RE: [PATCH 2/2] x86/MCE/AMD: Skip creating kobjects with NULL names

From: Ghannam, Yazen
Date: Thu Aug 09 2018 - 14:46:42 EST


> -----Original Message-----
> From: linux-edac-owner@xxxxxxxxxxxxxxx <linux-edac-owner@xxxxxxxxxxxxxxx>
> On Behalf Of Borislav Petkov
> Sent: Thursday, August 9, 2018 11:18 AM
> To: Ghannam, Yazen <Yazen.Ghannam@xxxxxxx>
> Cc: linux-edac@xxxxxxxxxxxxxxx; linux-kernel@xxxxxxxxxxxxxxx;
> tony.luck@xxxxxxxxx; x86@xxxxxxxxxx
> Subject: Re: [PATCH 2/2] x86/MCE/AMD: Skip creating kobjects with NULL
> names
>
> On Thu, Aug 09, 2018 at 09:08:34AM -0500, Yazen Ghannam wrote:
> > From: Yazen Ghannam <yazen.ghannam@xxxxxxx>
> >
> > During mce_threshold_create_device() data structures are allocated for
> > each CPUs MCA banks and thresholding blocks. These data structures are
> > used to save information related to AMD's MCA Error Thresholding
> > feature. The structures are used in the thresholding interrupt handler,
> > and they are exposed to the user through sysfs. The sysfs interface has
> > user-friendly names for each bank.
> >
> > However, errors in mce_threshold_create_device() will cause all the data
> > structures to be deallocated. This will break the thresholding interrupt
> > handler since it depends on these structures.
>
> Same argument as before: if our init fails in some fashion, we should
> not be running the interrupt handler.
>

This patch makes it so that we don't fail init just because some banks don't
have names. The data caching we do is useful even if we fail to create sysfs
entries for some banks. The interrupt handler can work fine without a sysfs
entry for every bank. It seems like overkill to deallocate all the structures
and sysfs entries for all the banks just because we fail to create entries for
some banks that don't have names.

In other words, I think we should decouple the interrupt handler from the
sysfs interface. The interface is nice to have but not necessary for the HW
and OS to handle threshold interrupts. If we do so, then new HW with new,
unnamed types will work with older versions of Linux. We can then add the
new type names without having to backport to fix the interrupt handler.

Thanks,
Yazen

Stored dataset items

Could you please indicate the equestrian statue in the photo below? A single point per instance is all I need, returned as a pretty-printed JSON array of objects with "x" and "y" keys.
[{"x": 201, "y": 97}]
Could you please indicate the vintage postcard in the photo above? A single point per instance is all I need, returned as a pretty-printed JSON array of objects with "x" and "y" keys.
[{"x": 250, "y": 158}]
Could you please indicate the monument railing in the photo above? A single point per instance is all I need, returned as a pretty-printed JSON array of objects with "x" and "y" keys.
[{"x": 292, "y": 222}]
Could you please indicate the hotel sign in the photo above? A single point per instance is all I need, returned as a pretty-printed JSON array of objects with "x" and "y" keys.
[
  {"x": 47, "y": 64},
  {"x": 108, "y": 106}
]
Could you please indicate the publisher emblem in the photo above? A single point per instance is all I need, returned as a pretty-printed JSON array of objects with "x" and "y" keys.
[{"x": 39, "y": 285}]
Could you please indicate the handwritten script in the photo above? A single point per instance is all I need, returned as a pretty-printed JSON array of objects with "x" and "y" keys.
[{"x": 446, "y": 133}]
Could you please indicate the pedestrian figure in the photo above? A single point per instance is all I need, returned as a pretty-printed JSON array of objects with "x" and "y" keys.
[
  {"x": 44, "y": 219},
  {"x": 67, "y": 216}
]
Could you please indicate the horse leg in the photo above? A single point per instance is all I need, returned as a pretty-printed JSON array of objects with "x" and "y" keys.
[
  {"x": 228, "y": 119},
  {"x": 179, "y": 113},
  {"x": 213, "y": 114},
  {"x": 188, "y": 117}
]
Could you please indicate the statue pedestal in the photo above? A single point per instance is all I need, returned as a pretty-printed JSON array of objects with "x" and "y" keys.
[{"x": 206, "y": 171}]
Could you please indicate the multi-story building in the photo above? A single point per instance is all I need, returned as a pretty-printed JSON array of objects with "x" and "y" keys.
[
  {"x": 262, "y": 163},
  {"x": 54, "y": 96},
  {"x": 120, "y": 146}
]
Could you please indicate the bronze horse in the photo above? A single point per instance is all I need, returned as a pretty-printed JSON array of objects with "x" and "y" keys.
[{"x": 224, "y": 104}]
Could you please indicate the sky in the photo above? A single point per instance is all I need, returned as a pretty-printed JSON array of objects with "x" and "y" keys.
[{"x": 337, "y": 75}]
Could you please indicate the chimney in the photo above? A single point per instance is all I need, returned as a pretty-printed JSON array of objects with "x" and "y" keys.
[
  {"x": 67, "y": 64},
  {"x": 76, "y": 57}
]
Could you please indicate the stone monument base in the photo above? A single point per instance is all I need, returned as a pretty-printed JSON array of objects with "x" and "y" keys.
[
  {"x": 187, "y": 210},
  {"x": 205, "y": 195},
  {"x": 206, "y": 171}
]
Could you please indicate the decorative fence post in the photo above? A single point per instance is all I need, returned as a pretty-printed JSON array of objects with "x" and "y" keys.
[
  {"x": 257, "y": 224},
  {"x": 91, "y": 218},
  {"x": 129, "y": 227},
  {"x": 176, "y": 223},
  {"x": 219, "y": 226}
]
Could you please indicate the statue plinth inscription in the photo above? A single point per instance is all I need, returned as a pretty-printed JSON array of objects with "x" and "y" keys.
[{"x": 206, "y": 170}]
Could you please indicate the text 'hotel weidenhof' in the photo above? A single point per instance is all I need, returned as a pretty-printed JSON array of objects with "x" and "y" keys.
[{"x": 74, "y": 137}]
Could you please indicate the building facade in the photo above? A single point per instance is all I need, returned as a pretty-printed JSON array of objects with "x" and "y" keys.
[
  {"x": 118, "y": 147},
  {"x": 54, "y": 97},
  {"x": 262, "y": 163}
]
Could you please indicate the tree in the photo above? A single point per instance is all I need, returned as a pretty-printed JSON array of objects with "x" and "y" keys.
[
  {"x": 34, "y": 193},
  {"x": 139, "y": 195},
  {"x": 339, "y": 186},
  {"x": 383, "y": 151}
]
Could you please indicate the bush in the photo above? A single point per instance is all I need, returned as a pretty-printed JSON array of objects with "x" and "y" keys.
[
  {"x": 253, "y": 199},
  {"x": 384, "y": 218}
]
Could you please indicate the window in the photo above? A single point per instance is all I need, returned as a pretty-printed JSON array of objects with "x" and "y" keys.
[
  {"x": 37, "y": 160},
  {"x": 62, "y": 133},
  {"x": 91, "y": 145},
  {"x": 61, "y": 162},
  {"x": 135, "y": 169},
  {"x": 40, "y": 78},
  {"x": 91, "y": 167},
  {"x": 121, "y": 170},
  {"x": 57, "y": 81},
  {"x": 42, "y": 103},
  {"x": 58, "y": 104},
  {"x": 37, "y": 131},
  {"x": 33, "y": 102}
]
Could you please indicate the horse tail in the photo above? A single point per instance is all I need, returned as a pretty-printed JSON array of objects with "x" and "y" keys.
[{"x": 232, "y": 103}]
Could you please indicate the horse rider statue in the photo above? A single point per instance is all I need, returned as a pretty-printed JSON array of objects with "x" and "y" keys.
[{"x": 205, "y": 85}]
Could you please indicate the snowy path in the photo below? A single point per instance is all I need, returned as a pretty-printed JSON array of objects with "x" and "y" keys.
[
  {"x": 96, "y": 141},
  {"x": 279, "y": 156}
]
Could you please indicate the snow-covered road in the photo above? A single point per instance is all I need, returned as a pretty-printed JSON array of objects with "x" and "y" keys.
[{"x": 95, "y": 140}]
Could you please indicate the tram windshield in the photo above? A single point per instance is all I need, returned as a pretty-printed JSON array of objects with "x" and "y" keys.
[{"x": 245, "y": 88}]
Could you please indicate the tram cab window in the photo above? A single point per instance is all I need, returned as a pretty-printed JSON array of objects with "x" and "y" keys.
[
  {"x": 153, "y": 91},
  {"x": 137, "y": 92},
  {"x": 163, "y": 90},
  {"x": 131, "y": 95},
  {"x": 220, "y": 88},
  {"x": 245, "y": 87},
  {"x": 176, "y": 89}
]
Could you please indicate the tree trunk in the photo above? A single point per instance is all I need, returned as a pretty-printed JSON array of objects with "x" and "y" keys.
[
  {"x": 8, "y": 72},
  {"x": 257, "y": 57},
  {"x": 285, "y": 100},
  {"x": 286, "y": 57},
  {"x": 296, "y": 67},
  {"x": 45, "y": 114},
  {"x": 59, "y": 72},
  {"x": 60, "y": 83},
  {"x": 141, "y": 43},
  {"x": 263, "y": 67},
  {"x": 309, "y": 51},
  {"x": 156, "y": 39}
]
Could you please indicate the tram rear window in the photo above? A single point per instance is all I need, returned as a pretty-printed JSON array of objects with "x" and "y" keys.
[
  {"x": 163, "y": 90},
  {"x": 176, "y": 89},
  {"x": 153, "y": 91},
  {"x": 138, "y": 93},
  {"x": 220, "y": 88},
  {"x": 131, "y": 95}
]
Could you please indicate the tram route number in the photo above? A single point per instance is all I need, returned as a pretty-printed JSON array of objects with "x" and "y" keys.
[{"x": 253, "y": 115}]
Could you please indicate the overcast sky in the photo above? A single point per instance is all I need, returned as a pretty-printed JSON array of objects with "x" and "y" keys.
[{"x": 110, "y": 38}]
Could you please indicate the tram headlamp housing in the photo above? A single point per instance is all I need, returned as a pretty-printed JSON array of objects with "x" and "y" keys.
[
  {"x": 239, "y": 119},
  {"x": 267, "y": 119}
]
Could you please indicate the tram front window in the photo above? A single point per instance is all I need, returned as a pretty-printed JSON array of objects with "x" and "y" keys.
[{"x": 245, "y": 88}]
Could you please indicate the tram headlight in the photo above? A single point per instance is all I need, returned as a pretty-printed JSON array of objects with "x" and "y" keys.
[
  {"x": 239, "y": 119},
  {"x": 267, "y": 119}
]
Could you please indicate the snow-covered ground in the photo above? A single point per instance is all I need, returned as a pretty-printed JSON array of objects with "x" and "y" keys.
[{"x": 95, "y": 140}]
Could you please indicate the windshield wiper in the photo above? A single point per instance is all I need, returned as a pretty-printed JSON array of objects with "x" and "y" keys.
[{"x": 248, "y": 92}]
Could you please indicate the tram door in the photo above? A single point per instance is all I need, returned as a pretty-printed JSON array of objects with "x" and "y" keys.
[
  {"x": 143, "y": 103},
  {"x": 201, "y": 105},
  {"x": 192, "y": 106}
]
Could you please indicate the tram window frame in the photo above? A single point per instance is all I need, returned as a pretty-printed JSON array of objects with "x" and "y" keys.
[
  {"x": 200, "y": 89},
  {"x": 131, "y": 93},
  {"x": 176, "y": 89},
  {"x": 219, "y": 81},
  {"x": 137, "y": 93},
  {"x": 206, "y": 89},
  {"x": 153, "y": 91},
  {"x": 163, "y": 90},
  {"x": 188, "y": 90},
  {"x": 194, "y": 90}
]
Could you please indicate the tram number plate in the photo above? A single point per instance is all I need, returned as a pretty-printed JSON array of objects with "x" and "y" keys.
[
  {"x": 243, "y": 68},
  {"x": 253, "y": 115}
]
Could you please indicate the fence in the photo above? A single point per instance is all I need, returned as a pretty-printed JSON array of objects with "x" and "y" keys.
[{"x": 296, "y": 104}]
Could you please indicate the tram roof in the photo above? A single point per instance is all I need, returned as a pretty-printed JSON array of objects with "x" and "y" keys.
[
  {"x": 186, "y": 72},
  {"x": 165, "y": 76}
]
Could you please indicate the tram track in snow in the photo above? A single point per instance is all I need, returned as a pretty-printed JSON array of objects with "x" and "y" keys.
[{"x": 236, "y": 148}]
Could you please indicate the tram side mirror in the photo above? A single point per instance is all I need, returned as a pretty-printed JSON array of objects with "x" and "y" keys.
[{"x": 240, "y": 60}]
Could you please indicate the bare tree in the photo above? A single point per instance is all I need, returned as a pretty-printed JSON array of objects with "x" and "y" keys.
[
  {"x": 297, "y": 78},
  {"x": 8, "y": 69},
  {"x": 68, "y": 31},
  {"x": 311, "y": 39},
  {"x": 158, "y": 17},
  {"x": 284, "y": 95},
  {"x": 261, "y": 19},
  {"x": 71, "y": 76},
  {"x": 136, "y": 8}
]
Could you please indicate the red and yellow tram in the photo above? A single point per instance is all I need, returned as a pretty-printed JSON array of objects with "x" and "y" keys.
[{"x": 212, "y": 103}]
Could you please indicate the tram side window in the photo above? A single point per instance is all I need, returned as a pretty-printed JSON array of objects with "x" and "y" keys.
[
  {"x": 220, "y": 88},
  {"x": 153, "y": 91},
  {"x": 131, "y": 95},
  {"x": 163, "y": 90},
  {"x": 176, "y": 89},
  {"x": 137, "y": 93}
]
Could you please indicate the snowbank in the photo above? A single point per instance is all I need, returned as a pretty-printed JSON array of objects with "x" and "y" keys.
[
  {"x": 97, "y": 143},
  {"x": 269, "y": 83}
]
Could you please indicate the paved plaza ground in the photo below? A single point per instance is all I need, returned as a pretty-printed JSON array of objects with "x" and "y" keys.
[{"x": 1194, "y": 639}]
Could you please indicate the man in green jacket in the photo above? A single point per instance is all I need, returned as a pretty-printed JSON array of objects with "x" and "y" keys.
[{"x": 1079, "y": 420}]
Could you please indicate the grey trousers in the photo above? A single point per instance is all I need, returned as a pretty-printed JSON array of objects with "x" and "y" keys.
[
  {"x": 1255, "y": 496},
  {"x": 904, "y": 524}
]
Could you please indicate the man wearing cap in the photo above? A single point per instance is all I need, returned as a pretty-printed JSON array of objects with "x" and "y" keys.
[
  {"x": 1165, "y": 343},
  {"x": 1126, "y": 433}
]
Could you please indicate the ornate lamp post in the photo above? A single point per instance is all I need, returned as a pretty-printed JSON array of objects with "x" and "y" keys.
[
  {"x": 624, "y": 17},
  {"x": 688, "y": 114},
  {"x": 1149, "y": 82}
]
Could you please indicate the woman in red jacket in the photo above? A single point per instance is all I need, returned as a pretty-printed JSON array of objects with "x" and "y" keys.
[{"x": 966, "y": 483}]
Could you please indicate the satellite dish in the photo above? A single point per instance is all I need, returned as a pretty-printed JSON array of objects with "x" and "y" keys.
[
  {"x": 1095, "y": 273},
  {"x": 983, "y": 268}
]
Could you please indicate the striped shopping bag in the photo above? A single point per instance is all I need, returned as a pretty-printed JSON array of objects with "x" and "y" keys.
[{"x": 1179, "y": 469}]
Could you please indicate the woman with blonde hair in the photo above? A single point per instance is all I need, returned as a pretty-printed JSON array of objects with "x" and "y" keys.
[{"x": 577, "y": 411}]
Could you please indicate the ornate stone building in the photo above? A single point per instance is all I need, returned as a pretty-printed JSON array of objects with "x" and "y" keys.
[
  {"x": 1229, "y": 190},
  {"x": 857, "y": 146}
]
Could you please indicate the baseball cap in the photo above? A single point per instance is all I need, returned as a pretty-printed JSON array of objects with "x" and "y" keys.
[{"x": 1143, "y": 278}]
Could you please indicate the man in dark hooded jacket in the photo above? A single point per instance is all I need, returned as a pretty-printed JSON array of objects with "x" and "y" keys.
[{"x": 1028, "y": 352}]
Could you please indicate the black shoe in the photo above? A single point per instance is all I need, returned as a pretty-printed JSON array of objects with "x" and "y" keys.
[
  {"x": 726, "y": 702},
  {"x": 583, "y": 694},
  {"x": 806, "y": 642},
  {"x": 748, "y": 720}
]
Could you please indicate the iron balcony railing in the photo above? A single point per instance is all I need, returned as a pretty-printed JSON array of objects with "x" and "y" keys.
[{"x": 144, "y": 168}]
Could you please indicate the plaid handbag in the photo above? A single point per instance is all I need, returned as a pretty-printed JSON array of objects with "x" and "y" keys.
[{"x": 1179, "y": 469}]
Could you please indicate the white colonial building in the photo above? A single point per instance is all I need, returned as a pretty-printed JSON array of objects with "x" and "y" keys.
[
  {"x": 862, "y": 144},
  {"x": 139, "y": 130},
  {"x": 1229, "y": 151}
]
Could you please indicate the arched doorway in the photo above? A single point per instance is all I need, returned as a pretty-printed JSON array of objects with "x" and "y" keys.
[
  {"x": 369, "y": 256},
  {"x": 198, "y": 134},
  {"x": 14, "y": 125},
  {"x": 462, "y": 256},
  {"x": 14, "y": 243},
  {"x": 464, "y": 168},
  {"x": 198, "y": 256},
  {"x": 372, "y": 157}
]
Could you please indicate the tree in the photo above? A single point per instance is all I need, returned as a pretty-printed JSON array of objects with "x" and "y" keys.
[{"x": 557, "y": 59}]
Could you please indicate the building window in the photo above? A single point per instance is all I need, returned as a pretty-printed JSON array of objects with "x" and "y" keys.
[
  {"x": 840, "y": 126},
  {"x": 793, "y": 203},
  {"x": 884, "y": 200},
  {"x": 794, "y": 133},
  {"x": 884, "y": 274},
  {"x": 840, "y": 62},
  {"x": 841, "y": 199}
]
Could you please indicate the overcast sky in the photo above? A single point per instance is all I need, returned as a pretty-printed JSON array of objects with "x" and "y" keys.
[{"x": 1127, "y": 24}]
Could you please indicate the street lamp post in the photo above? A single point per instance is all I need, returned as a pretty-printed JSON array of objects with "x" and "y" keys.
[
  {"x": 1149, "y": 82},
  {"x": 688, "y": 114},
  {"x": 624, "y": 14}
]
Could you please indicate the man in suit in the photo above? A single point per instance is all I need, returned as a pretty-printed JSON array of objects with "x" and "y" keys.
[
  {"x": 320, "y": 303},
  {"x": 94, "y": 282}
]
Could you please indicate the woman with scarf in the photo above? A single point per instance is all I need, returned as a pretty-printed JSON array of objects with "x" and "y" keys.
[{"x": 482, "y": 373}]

Written exercise: Write out, word for word, the stretch of the patch reply from "In other words, I" through "fix the interrupt handler.".

The solution:
In other words, I think we should decouple the interrupt handler from the
sysfs interface. The interface is nice to have but not necessary for the HW
and OS to handle threshold interrupts. If we do so, then new HW with new,
unnamed types will work with older versions of Linux. We can then add the
new type names without having to backport to fix the interrupt handler.